* READING PASSAGE:

# Eco vs peace river



## Redneck tenner (Aug 21, 2016)

Im setting up a 10g so cost is not a factor. Ive used everyone advice in setting up my first planted tank. 

Ive read everything on substrate choices. So I guess im looking for opinions on aesthetics. I don't see alot of peace river tanks. But I think it would accomplish a natural look as well as a sand kind of hybrid. I heard others describe it as large sand. 

Sent from my SAMSUNG-SM-G890A using Tapatalk


----------



## irishspy (Oct 22, 2007)

I think it's a very attractive substrate. I chose "Torpedo Beach" for my next tank.


----------



## Redneck tenner (Aug 21, 2016)

Irishspy do you have any pictures

Sent from my SAMSUNG-SM-G890A using Tapatalk


----------



## irishspy (Oct 22, 2007)

******* tenner said:


> Irishspy do you have any pictures
> 
> Sent from my SAMSUNG-SM-G890A using Tapatalk


Not of my aquarium (not set up yet) but yo can have a look a torpedo beach sand here.


----------



## Redneck tenner (Aug 21, 2016)

Thank you. I went ahead bought a bag of all three. Torpedo peace river and eco. Im hoping ill have tank up and running a long time. I wanted make sure im happy.

* SUPPLIED INFORMATION:
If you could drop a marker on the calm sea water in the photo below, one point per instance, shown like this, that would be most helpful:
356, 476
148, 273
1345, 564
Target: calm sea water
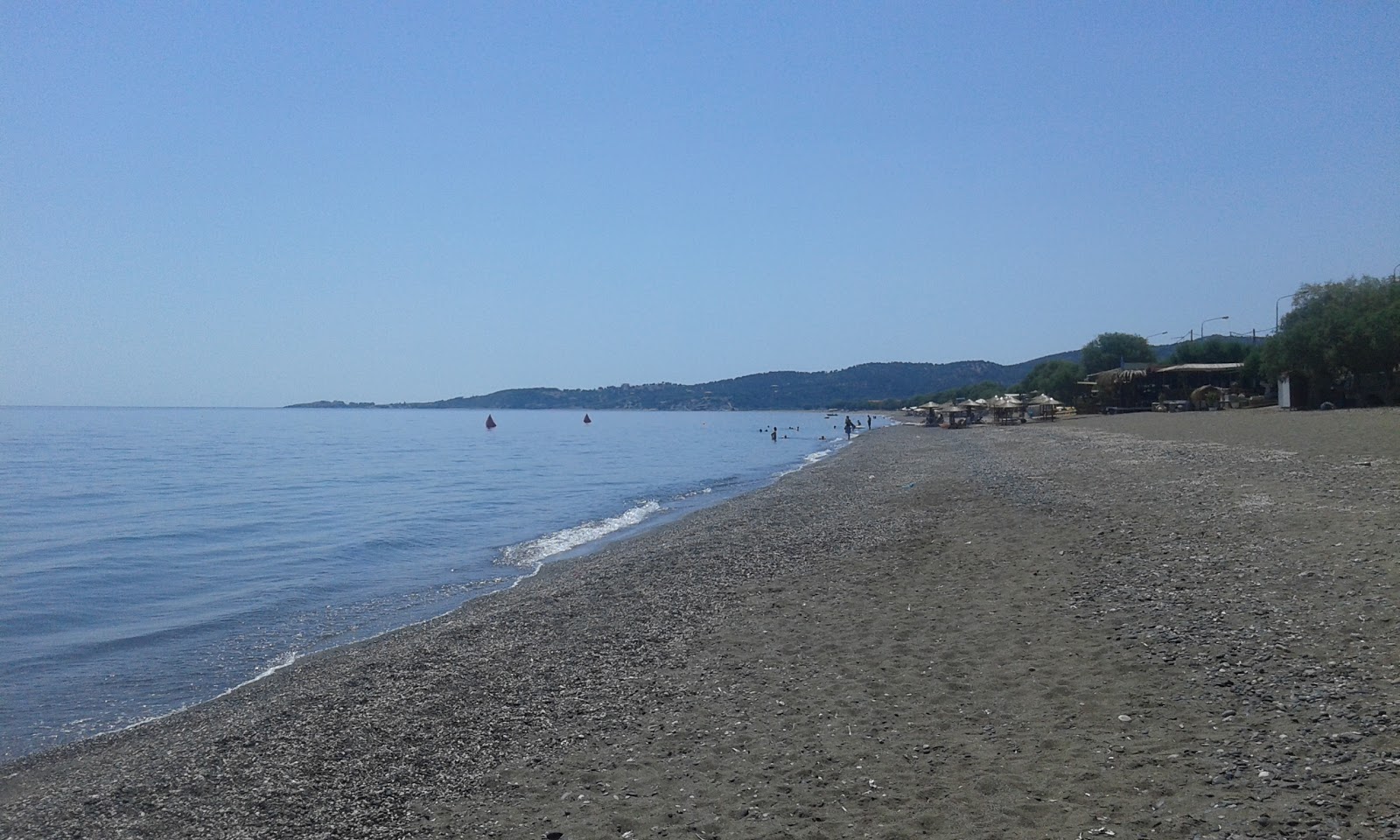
151, 559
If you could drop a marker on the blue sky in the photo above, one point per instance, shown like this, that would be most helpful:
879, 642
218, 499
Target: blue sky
254, 205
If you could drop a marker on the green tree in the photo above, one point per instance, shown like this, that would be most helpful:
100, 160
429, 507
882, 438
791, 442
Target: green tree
1340, 331
1056, 378
1110, 350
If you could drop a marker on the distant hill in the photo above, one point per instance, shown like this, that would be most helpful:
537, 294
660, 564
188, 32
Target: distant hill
774, 389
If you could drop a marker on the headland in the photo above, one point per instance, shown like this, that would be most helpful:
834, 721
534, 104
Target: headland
1145, 626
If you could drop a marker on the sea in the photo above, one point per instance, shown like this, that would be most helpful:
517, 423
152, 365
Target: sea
154, 559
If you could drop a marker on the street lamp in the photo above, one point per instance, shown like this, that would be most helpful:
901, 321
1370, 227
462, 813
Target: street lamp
1208, 319
1276, 308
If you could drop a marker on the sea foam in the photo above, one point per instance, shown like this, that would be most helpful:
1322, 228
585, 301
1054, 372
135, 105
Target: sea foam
536, 550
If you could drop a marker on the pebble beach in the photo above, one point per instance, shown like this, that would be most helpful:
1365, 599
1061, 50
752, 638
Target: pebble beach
1136, 626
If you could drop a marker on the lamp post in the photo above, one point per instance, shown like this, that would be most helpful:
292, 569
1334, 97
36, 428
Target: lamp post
1208, 319
1276, 308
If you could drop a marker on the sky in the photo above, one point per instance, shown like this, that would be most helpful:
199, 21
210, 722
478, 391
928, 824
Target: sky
262, 203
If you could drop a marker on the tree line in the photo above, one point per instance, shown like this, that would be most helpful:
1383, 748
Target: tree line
1341, 338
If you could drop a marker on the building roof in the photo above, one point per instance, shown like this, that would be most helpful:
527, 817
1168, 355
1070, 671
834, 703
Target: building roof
1215, 368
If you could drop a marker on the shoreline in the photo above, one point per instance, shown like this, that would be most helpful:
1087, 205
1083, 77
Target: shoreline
933, 632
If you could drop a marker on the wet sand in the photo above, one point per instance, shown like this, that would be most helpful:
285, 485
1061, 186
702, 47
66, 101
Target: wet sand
1138, 626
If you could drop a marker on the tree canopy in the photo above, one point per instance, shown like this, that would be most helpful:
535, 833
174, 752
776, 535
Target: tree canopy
1110, 350
1056, 378
1340, 331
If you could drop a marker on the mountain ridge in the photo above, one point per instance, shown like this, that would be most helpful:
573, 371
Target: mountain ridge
766, 391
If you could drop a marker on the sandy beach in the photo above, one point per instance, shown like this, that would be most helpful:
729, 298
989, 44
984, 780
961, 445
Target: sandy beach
1136, 626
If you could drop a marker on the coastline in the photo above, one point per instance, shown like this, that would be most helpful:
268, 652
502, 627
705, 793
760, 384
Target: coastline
928, 632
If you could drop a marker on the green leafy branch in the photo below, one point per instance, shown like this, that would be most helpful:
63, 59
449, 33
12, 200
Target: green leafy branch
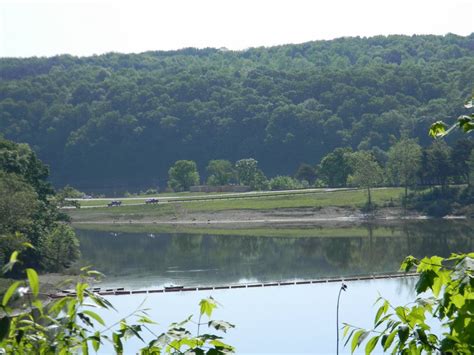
404, 329
464, 122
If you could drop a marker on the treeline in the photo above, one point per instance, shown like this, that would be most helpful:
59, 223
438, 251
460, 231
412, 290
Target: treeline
123, 119
405, 164
30, 221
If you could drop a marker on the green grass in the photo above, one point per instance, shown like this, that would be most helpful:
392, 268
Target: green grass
350, 199
310, 231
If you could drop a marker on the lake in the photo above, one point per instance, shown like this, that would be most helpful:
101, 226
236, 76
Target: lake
285, 319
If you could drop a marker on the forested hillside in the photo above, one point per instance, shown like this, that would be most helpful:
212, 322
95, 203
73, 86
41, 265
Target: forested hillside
123, 119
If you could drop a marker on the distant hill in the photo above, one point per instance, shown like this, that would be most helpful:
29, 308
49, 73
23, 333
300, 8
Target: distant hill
123, 119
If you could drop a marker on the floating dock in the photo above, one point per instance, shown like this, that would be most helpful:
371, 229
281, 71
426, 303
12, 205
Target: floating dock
121, 291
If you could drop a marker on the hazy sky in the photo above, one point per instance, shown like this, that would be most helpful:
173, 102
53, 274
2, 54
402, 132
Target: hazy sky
85, 27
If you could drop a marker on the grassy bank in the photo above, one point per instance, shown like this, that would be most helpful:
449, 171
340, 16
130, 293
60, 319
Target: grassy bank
354, 199
302, 232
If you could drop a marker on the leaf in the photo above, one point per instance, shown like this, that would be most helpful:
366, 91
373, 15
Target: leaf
220, 325
389, 340
469, 103
207, 306
458, 300
28, 245
94, 316
425, 281
403, 333
4, 327
382, 310
14, 257
437, 129
33, 280
358, 338
11, 290
117, 341
80, 287
371, 345
96, 341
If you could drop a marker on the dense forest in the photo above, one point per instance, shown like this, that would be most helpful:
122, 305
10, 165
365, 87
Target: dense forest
122, 120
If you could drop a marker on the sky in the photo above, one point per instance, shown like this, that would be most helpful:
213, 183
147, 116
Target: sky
88, 27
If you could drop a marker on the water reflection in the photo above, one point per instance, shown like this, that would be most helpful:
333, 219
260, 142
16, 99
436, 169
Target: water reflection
138, 260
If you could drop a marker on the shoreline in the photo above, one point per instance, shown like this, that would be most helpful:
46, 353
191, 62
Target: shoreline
270, 218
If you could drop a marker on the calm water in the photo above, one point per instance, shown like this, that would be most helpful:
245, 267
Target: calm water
137, 260
290, 319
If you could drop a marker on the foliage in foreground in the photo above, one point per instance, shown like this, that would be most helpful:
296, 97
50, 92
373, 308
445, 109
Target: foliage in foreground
70, 325
448, 301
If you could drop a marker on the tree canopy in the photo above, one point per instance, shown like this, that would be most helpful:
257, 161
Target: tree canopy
116, 114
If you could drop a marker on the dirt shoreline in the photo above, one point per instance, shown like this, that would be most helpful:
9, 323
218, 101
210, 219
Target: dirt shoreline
300, 216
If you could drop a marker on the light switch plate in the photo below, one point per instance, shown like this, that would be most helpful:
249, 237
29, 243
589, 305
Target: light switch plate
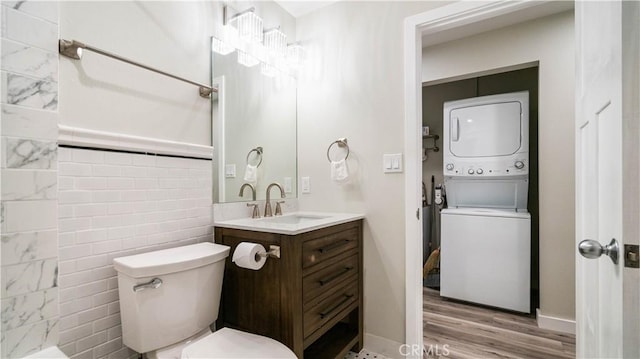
230, 171
306, 185
392, 162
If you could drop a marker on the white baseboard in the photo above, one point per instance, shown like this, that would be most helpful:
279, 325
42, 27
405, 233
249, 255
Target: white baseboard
555, 324
383, 346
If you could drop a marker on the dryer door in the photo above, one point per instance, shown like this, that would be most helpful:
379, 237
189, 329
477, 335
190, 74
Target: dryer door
486, 130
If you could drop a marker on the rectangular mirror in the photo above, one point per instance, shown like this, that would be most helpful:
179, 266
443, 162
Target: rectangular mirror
254, 124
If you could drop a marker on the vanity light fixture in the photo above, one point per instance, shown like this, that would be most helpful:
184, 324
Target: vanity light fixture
244, 34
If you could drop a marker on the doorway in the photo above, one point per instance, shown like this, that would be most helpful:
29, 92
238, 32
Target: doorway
451, 22
494, 82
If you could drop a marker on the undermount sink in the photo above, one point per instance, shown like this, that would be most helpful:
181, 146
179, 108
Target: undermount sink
291, 223
293, 218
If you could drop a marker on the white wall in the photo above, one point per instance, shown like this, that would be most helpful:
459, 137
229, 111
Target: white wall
550, 41
100, 93
353, 88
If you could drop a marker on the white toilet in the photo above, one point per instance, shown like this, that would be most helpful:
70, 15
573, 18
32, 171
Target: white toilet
168, 299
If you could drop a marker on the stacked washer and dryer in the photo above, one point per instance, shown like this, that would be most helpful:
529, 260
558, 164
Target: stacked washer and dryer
486, 229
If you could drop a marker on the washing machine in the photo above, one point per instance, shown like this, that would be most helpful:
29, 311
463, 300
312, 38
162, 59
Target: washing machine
485, 257
486, 240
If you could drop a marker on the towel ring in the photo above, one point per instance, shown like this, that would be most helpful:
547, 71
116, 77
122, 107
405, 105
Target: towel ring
258, 151
341, 142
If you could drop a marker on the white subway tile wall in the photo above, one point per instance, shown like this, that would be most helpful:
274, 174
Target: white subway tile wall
29, 191
111, 205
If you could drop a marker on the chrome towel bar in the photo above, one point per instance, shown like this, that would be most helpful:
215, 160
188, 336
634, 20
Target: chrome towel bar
73, 49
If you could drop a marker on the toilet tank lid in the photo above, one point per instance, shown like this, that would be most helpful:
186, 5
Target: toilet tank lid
170, 260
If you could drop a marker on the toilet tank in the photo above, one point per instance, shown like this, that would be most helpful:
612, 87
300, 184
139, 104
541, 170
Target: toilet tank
186, 302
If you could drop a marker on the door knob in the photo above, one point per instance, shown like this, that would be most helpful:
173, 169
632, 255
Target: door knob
591, 249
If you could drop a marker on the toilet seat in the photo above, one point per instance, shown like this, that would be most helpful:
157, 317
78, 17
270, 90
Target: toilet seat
231, 343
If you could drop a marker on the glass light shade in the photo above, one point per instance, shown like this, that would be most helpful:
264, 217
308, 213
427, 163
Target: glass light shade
247, 59
249, 26
276, 42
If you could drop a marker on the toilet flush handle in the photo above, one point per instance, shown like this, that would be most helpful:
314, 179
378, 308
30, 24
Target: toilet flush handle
155, 283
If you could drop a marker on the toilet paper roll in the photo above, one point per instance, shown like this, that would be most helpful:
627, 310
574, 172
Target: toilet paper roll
246, 255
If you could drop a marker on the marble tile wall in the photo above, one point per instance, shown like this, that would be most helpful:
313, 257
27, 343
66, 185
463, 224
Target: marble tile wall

* TO DO:
#1 In the thread on aquarium substrate, which substrate did irishspy choose for the next tank?
#2 Summarize the thread on aquarium substrate in two sentences.
#3 Carry the thread on aquarium substrate forward from its last post.
The data has nothing to do with this work.

* RESPONSE LIST:
#1 Torpedo Beach.

#2 Redneck tenner is setting up a 10-gallon planted tank and asks for opinions on how substrates look, noting that Peace River could give a natural, sand-like look. irishspy calls it an attractive substrate and has chosen Torpedo Beach, and Redneck tenner ends up buying a bag each of Torpedo, Peace River and Eco.

#3
Sent from my SAMSUNG-SM-G890A using Tapatalk


----------



## HaeSuse (Aug 18, 2016)

Ha, I'll take your leftovers.


----------



## Redneck tenner (Aug 21, 2016)

You can have it lol. Should be here today. Im going to wait till plants come in. Im excited see what peace river really looks like. Cause online ive seen pictures that are way different. 

Sent from my SAMSUNG-SM-G890A using Tapatalk


----------



## Androider4Life (Feb 4, 2013)

******* tenner said:


> Im setting up a 10g so cost is not a factor. Ive used everyone advice in setting up my first planted tank.
> 
> Ive read everything on substrate choices. So I guess im looking for opinions on aesthetics. I don't see alot of peace river tanks. But I think it would accomplish a natural look as well as a sand kind of hybrid. I heard others describe it as large sand.
> 
> Sent from my SAMSUNG-SM-G890A using Tapatalk


I had peace river in the tank i just took down. Its a nice color.

















My previous Eco Complete Tank










Sent from my SM-N920V using Tapatalk


----------



## Redneck tenner (Aug 21, 2016)

Androider. Thank you. That what I was looking for. Thank you.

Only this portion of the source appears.